* _LISTED ENTRIES_
◆ ◆ ◆ ◆ ◆

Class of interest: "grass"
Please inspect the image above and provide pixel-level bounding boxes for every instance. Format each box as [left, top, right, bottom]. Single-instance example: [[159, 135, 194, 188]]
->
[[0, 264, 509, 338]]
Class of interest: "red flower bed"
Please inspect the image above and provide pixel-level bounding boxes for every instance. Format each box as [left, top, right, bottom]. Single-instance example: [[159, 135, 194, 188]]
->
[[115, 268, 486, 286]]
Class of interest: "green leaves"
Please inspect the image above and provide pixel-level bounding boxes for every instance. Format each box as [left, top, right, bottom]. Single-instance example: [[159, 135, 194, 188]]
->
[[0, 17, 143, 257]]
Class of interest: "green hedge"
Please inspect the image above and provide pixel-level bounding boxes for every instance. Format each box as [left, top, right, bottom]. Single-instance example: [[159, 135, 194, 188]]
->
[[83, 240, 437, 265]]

◆ ◆ ◆ ◆ ◆

* _GOAL OF THE EXERCISE_
Please list each line of the records above that contains the word "interest".

* _RESPONSE FOR THIS EXERCISE_
Class of interest: "grass"
Class of interest: "red flower bed"
Class of interest: "green leaves"
Class of interest: "green hedge"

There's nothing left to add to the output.